- _TEXTAUSZUG_
..............................
Der BGH hat nun entschieden, dass ein solcher Verstoß gegen datenschutzrechtliche Informationspflichten wettbewerbsrechtliche Unterlassungsansprüche begründet und von Verbraucherschutzverbänden im Wege einer Klage vor den Zivilgerichten verfolgt werden kann.
Der Bundesgerichtshof (BGH) hat entschieden, dass Verbraucherschutzverbände gemäß Art. 80 Abs. II DSGVO berechtigt sind, Datenschutzverstöße unabhängig von einem konkreten Auftrag einer betroffenen Person zu verfolgen. Diese Klagebefugnis erstreckt sich auch auf Mitbewerber, die ebenfalls Verstöße gegen datenschutzrechtliche Vorschriften im Wege des Wettbewerbsrechts geltend machen können.
Im konkreten Fall wurde festgestellt, dass Facebook gegen die Informationspflichten der DSGVO verstoßen hat. Nutzer wurden nicht ausreichend über Art, Umfang und Zweck der Datenerhebung sowie über die Empfänger der Daten informiert, was eine informierte Einwilligung unmöglich machte. Der BGH sah hierin nicht nur einen Verstoß gegen die DSGVO, sondern auch eine unlautere geschäftliche Handlung nach § 5a UWG, da wesentliche Informationen für die Marktentscheidung der Verbraucher vorenthalten wurden.
..............................
- _MATERIAL_
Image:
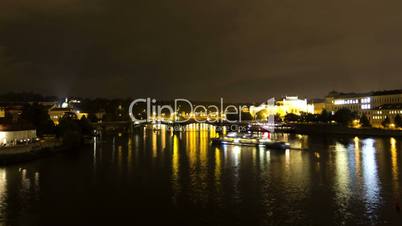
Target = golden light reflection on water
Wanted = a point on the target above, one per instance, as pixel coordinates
(175, 158)
(395, 168)
(342, 178)
(3, 186)
(370, 175)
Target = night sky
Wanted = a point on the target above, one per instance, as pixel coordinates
(237, 49)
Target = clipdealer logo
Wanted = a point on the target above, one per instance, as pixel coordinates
(195, 113)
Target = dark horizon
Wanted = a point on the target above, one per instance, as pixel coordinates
(200, 50)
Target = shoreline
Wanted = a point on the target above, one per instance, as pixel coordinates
(28, 152)
(328, 129)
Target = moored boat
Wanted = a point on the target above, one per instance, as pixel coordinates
(250, 140)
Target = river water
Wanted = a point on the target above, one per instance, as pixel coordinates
(157, 177)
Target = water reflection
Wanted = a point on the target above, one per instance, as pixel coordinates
(370, 176)
(324, 180)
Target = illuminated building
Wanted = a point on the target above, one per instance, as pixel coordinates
(14, 133)
(2, 112)
(57, 112)
(375, 105)
(294, 105)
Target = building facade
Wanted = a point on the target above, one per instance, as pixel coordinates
(375, 105)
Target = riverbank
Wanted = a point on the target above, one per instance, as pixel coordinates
(330, 129)
(27, 152)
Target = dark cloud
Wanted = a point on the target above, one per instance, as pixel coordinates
(246, 50)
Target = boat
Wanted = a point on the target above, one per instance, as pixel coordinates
(250, 139)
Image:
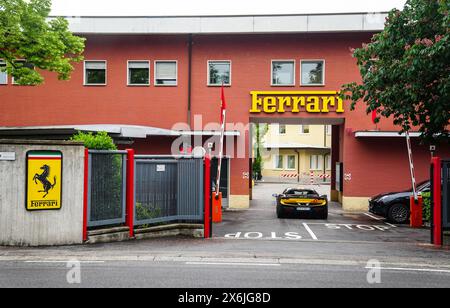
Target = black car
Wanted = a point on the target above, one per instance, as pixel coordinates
(301, 203)
(395, 206)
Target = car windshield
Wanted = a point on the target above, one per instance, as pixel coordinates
(301, 192)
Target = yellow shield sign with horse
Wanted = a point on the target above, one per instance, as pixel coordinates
(44, 180)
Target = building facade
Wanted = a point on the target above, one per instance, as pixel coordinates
(299, 153)
(150, 80)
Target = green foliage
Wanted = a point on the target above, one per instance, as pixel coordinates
(147, 211)
(25, 33)
(99, 141)
(406, 70)
(426, 206)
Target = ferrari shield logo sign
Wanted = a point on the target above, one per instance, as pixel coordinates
(44, 179)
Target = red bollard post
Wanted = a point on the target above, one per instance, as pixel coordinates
(207, 198)
(130, 191)
(437, 209)
(85, 193)
(416, 210)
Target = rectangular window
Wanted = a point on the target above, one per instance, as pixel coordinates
(219, 72)
(22, 64)
(138, 73)
(94, 73)
(304, 129)
(166, 73)
(291, 162)
(316, 162)
(328, 162)
(313, 73)
(3, 75)
(278, 162)
(283, 73)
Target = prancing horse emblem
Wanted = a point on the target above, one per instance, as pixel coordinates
(43, 178)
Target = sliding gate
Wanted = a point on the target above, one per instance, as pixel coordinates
(168, 189)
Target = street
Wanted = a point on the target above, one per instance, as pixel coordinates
(250, 249)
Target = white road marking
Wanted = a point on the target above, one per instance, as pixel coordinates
(64, 262)
(401, 269)
(233, 264)
(314, 237)
(380, 219)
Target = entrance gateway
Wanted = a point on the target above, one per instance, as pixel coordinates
(304, 108)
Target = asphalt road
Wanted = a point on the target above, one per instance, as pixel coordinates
(268, 253)
(212, 275)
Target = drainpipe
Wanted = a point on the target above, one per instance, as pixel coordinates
(189, 112)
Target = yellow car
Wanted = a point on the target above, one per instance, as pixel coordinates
(297, 202)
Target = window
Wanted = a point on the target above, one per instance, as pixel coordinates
(315, 162)
(3, 75)
(166, 73)
(313, 73)
(22, 64)
(328, 162)
(219, 72)
(278, 162)
(283, 73)
(291, 162)
(304, 129)
(95, 73)
(138, 73)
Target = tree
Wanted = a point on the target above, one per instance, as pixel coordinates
(29, 40)
(405, 70)
(99, 141)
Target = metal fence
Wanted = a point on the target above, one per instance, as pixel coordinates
(168, 189)
(446, 194)
(106, 188)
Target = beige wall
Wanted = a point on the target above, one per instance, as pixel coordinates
(316, 137)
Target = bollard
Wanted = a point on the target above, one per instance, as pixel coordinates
(416, 209)
(217, 207)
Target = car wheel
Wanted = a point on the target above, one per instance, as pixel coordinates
(280, 213)
(398, 213)
(324, 215)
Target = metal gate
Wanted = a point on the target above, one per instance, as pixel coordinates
(168, 189)
(106, 188)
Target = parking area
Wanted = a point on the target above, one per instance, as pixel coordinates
(260, 223)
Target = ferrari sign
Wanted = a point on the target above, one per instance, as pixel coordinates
(44, 179)
(296, 102)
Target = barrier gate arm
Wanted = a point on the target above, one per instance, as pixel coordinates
(130, 191)
(85, 193)
(437, 202)
(207, 202)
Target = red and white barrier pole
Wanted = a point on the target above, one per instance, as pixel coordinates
(207, 201)
(130, 191)
(85, 193)
(437, 208)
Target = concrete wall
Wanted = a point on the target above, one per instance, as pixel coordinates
(22, 228)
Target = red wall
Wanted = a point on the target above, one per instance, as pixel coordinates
(63, 103)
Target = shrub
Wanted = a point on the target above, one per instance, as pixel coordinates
(99, 141)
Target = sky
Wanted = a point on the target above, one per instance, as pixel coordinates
(214, 7)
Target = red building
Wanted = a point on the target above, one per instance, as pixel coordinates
(144, 77)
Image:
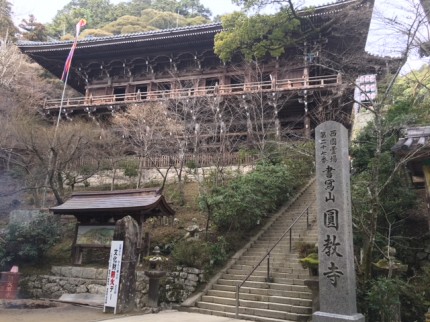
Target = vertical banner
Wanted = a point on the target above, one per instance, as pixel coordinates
(113, 275)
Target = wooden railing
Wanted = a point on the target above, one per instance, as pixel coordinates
(217, 90)
(189, 160)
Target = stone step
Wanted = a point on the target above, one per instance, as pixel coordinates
(263, 292)
(285, 297)
(233, 315)
(275, 279)
(263, 285)
(275, 273)
(257, 304)
(252, 311)
(262, 298)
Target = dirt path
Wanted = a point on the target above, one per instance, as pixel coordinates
(58, 313)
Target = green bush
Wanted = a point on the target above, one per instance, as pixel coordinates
(241, 204)
(131, 170)
(191, 253)
(218, 251)
(28, 241)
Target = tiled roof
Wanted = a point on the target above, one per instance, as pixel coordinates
(128, 38)
(415, 138)
(134, 201)
(322, 10)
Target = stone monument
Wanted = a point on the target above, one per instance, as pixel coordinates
(335, 249)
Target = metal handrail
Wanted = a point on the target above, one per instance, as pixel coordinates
(289, 230)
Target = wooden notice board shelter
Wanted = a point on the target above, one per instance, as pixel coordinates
(97, 212)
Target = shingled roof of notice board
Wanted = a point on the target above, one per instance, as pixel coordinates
(416, 139)
(133, 201)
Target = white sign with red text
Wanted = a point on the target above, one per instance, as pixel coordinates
(113, 275)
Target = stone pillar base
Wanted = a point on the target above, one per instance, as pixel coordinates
(331, 317)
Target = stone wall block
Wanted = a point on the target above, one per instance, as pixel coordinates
(76, 272)
(56, 270)
(89, 273)
(66, 271)
(82, 289)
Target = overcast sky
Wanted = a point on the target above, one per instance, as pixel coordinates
(45, 10)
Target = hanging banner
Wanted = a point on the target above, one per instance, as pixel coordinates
(113, 275)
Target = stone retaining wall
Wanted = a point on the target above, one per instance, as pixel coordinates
(174, 288)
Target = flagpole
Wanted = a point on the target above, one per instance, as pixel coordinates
(66, 70)
(54, 141)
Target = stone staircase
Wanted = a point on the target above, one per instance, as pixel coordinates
(283, 297)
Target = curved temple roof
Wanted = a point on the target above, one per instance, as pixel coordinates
(52, 55)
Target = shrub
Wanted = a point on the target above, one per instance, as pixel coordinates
(191, 253)
(28, 241)
(241, 204)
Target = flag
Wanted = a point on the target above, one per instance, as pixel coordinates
(68, 63)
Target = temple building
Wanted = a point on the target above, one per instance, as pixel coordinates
(237, 102)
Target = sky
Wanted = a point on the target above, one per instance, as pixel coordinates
(45, 10)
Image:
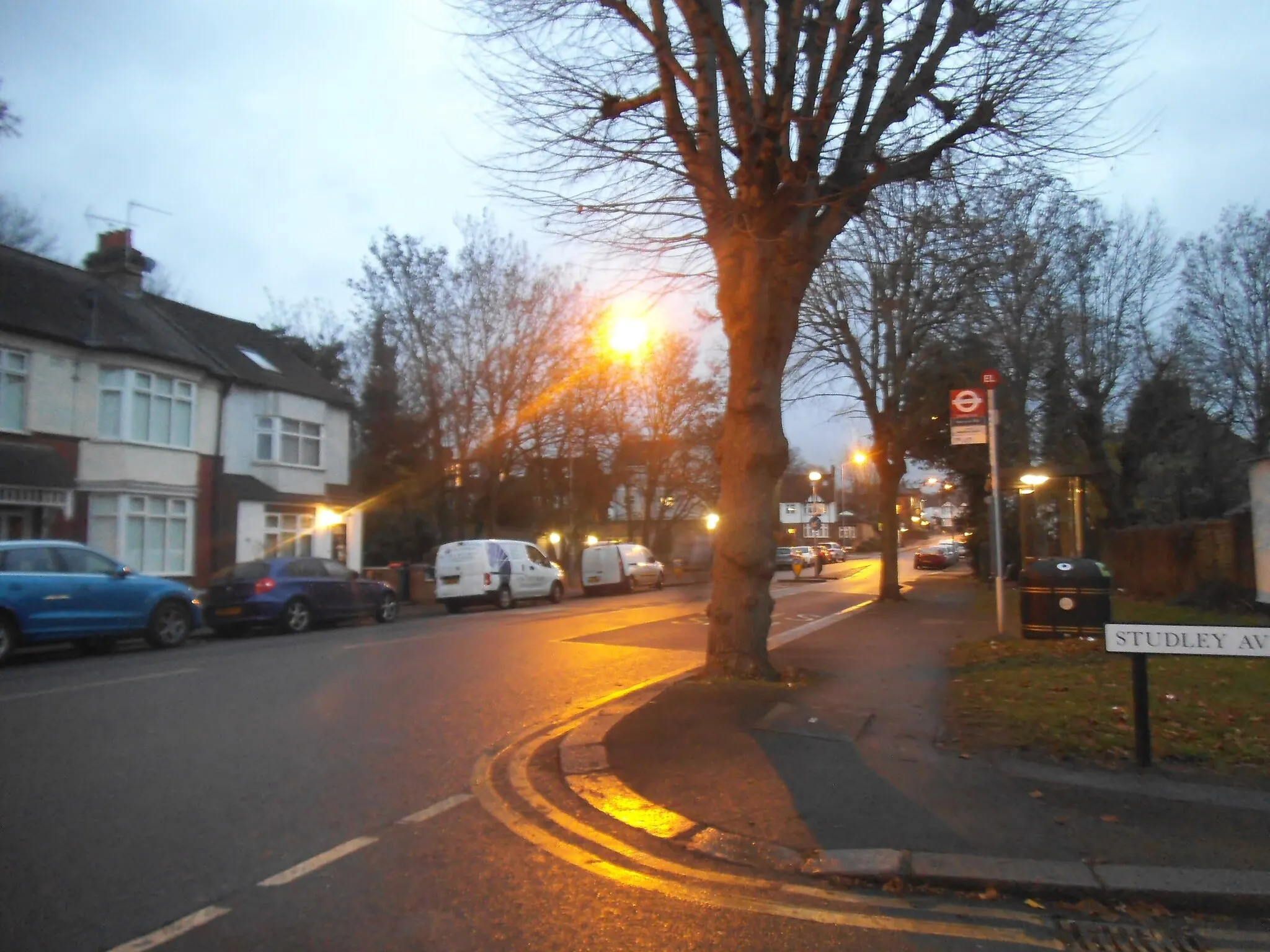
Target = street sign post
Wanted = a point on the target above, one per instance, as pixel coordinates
(991, 379)
(968, 416)
(1142, 640)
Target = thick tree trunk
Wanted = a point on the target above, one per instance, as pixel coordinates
(760, 293)
(889, 475)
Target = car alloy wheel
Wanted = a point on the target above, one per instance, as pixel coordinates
(296, 616)
(171, 625)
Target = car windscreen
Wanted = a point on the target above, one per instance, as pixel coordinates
(243, 571)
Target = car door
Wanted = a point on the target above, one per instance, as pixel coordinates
(541, 574)
(36, 589)
(347, 594)
(104, 599)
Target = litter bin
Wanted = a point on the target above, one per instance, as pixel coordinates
(1061, 598)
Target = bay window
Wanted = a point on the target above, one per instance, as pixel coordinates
(288, 535)
(280, 439)
(145, 408)
(13, 390)
(151, 535)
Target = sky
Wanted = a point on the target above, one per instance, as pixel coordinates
(281, 138)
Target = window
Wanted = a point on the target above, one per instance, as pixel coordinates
(145, 408)
(337, 570)
(304, 569)
(33, 559)
(13, 390)
(288, 535)
(281, 439)
(258, 359)
(82, 562)
(148, 534)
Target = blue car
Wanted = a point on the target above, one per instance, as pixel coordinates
(294, 596)
(54, 591)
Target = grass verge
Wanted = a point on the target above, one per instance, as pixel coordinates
(1072, 699)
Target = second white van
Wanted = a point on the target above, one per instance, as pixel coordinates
(494, 571)
(619, 565)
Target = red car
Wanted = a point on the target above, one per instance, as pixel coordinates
(931, 559)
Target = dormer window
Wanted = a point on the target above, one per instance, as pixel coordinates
(258, 359)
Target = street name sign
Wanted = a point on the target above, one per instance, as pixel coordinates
(1226, 640)
(968, 415)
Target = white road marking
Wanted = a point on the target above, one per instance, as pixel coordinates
(173, 930)
(794, 633)
(318, 862)
(437, 809)
(68, 689)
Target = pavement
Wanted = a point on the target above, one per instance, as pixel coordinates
(846, 770)
(398, 787)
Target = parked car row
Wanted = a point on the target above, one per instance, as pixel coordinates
(65, 592)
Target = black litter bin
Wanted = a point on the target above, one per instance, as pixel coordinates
(1061, 598)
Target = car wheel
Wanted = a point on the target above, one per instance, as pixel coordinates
(388, 610)
(298, 616)
(8, 638)
(169, 625)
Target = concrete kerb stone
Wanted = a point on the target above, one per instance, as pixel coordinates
(585, 764)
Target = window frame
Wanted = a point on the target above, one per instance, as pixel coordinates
(275, 428)
(24, 375)
(175, 509)
(130, 390)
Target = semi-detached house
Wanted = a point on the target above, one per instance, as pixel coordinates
(174, 439)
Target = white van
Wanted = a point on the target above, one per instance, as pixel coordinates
(494, 571)
(621, 565)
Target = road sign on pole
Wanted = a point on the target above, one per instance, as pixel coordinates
(968, 416)
(998, 560)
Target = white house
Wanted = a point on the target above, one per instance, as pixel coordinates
(174, 439)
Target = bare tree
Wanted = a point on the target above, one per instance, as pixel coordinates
(1226, 287)
(876, 320)
(756, 133)
(20, 227)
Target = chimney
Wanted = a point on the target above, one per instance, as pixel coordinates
(118, 263)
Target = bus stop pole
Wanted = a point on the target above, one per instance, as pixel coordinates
(998, 559)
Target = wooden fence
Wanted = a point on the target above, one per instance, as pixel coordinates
(1165, 562)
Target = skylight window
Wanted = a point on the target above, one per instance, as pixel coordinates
(258, 359)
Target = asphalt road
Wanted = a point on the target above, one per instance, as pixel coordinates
(311, 792)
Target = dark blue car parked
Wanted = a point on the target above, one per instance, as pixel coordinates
(294, 594)
(54, 591)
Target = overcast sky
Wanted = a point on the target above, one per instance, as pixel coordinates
(282, 136)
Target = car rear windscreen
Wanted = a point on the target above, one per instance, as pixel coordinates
(243, 571)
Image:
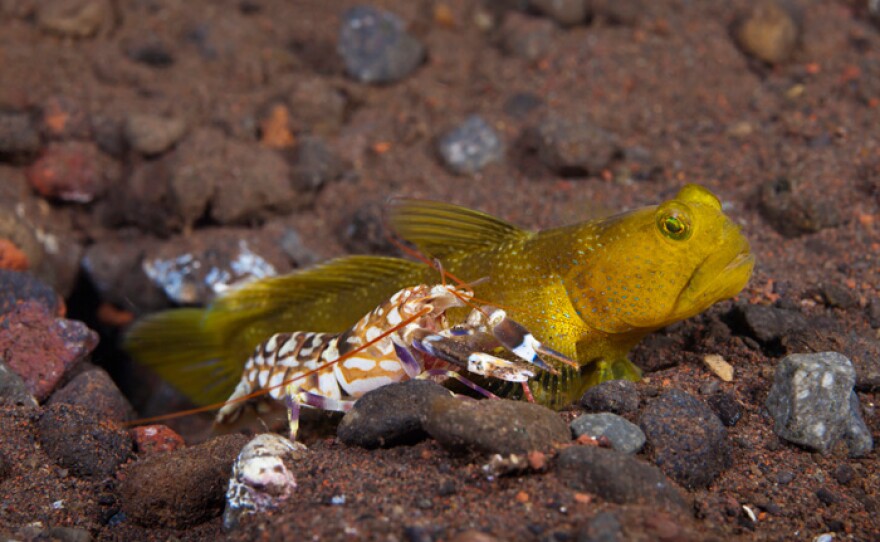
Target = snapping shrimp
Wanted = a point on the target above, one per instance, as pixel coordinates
(408, 336)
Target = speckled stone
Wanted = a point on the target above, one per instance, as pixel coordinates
(470, 146)
(624, 435)
(375, 46)
(813, 403)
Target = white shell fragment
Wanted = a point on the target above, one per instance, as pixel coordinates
(719, 366)
(262, 477)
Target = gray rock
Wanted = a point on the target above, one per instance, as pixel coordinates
(18, 135)
(519, 105)
(390, 415)
(624, 435)
(686, 438)
(13, 390)
(196, 268)
(768, 324)
(813, 403)
(151, 134)
(494, 426)
(376, 47)
(564, 12)
(76, 440)
(572, 145)
(617, 396)
(618, 478)
(862, 350)
(471, 146)
(17, 288)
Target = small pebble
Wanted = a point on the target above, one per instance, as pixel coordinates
(768, 33)
(151, 134)
(375, 46)
(624, 435)
(150, 51)
(526, 37)
(616, 396)
(726, 407)
(153, 439)
(710, 387)
(41, 348)
(689, 442)
(471, 146)
(182, 488)
(69, 171)
(365, 232)
(827, 497)
(719, 366)
(603, 527)
(840, 297)
(519, 105)
(114, 268)
(495, 427)
(617, 477)
(18, 136)
(73, 18)
(792, 211)
(315, 165)
(784, 477)
(12, 257)
(95, 391)
(844, 474)
(17, 288)
(317, 107)
(13, 390)
(78, 441)
(65, 118)
(767, 324)
(813, 403)
(571, 145)
(874, 312)
(390, 415)
(564, 12)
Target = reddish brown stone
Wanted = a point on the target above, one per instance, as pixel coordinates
(41, 348)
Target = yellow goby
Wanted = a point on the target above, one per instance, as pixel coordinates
(590, 290)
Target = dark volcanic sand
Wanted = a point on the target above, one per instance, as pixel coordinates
(686, 106)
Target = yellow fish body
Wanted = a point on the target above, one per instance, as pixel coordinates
(590, 290)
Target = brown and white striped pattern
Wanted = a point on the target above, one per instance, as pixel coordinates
(285, 357)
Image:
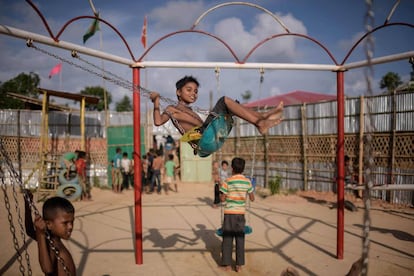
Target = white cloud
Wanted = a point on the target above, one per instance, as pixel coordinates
(176, 14)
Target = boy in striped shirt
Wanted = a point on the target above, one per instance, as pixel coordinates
(234, 191)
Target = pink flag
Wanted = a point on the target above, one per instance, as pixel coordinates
(55, 70)
(144, 33)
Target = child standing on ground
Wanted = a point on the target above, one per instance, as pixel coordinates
(224, 174)
(57, 223)
(169, 172)
(157, 165)
(233, 193)
(80, 164)
(126, 171)
(185, 119)
(216, 180)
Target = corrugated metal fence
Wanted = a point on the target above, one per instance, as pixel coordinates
(301, 150)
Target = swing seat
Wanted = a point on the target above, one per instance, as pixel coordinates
(214, 135)
(247, 230)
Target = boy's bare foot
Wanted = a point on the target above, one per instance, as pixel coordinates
(274, 114)
(264, 125)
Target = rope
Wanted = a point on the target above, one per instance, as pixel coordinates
(108, 75)
(7, 164)
(368, 159)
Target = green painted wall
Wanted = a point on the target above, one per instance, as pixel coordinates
(193, 167)
(123, 137)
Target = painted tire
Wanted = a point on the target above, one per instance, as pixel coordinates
(63, 180)
(69, 191)
(247, 230)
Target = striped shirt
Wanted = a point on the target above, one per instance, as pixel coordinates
(236, 188)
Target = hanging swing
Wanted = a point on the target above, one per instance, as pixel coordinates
(247, 228)
(213, 136)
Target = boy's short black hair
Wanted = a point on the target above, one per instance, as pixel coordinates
(81, 154)
(54, 204)
(186, 79)
(237, 164)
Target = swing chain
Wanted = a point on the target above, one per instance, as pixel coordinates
(14, 175)
(13, 229)
(368, 160)
(10, 216)
(115, 79)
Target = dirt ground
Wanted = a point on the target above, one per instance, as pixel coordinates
(179, 238)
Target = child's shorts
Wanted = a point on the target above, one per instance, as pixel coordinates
(168, 179)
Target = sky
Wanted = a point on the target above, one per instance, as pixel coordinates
(337, 25)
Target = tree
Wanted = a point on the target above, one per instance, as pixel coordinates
(390, 81)
(24, 84)
(247, 96)
(98, 92)
(124, 105)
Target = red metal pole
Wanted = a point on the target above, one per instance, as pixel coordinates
(340, 165)
(137, 165)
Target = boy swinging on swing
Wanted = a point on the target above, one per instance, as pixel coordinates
(185, 119)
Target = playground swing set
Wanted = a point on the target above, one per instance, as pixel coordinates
(218, 130)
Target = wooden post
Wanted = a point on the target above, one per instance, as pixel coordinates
(305, 147)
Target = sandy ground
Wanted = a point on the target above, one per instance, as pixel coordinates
(179, 236)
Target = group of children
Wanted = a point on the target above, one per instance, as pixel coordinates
(232, 191)
(158, 173)
(122, 171)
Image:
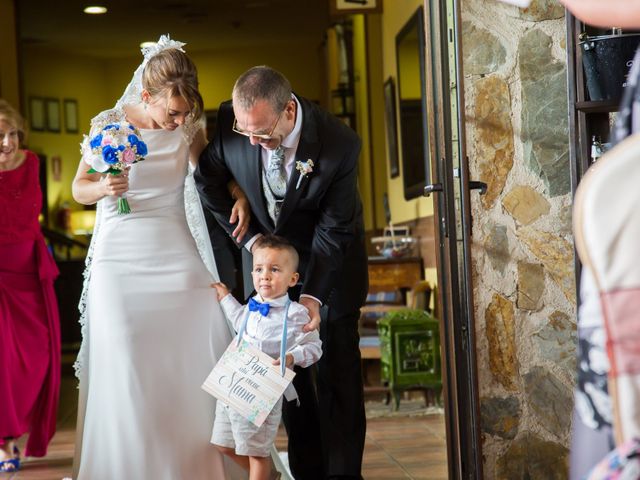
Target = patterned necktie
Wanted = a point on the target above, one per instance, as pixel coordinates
(276, 174)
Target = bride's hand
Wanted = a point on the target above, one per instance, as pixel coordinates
(115, 185)
(240, 213)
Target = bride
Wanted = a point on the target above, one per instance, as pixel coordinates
(152, 327)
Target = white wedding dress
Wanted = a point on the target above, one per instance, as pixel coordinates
(153, 331)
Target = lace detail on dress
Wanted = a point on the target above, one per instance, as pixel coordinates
(198, 224)
(78, 365)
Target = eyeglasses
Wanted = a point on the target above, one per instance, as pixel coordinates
(260, 136)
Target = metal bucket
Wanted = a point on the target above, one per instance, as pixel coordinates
(606, 60)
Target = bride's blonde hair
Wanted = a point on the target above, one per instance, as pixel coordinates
(173, 74)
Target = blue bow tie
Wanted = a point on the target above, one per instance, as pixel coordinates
(255, 306)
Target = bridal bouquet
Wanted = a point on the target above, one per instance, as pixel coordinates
(112, 150)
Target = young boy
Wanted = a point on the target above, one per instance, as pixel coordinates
(275, 264)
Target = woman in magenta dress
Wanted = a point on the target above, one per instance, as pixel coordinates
(29, 320)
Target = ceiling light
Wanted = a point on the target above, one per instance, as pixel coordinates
(95, 9)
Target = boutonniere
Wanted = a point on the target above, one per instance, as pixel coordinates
(305, 168)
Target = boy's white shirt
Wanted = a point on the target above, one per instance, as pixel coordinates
(265, 333)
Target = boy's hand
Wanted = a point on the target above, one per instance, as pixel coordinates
(314, 313)
(221, 290)
(288, 360)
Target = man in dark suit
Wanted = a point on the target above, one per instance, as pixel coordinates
(318, 209)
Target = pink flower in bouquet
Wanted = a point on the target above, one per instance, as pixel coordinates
(129, 156)
(112, 149)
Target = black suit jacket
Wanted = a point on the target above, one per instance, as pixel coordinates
(322, 218)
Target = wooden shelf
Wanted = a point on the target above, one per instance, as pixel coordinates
(599, 106)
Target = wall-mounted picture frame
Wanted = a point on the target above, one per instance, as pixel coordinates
(70, 107)
(52, 106)
(349, 7)
(37, 116)
(391, 125)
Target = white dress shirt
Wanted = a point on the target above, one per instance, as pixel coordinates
(265, 333)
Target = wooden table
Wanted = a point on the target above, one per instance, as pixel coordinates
(387, 274)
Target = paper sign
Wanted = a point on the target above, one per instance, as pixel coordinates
(247, 380)
(518, 3)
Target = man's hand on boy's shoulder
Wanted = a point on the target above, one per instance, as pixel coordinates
(313, 306)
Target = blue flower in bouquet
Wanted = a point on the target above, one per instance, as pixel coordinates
(115, 147)
(112, 149)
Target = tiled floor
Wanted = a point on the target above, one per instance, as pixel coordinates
(397, 447)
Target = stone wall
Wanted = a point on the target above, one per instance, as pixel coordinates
(523, 258)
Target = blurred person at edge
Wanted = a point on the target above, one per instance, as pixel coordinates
(29, 319)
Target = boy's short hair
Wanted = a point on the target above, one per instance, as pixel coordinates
(279, 243)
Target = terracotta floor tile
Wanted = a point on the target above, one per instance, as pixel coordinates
(396, 447)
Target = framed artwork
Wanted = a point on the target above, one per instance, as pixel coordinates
(52, 106)
(37, 117)
(348, 7)
(70, 115)
(391, 126)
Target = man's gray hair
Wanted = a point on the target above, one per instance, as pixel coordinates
(261, 83)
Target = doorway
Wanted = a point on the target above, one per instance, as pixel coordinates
(450, 187)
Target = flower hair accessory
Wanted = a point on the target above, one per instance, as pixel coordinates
(112, 150)
(163, 43)
(305, 168)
..............................
- _ARBEITSAUFTRÄGE_
a) Erklären Sie anhand des Textauszugs zum BGH-Urteil in ein bis drei Sätzen, warum der BGH im Fall Facebook zusätzlich eine unlautere geschäftliche Handlung nach § 5a UWG annahm.
b) Geben Sie aus dem Textauszug zum BGH-Urteil den Abschnitt wörtlich wieder, der mit „Der BGH hat“ beginnt und bis einschließlich „verfolgt werden kann.“ reicht.
Die Einträge stammen aus einer anderen Quelle.

- _LÖSUNGEN_
a) Der BGH sah eine unlautere geschäftliche Handlung nach § 5a UWG, weil den Verbrauchern wesentliche Informationen für ihre Marktentscheidung vorenthalten wurden. Facebook hatte die Nutzer nicht ausreichend über Art, Umfang und Zweck der Datenerhebung sowie über die Empfänger der Daten informiert.

b)
Der BGH hat nun entschieden, dass ein solcher Verstoß gegen datenschutzrechtliche Informationspflichten wettbewerbsrechtliche Unterlassungsansprüche begründet und von Verbraucherschutzverbänden im Wege einer Klage vor den Zivilgerichten verfolgt werden kann.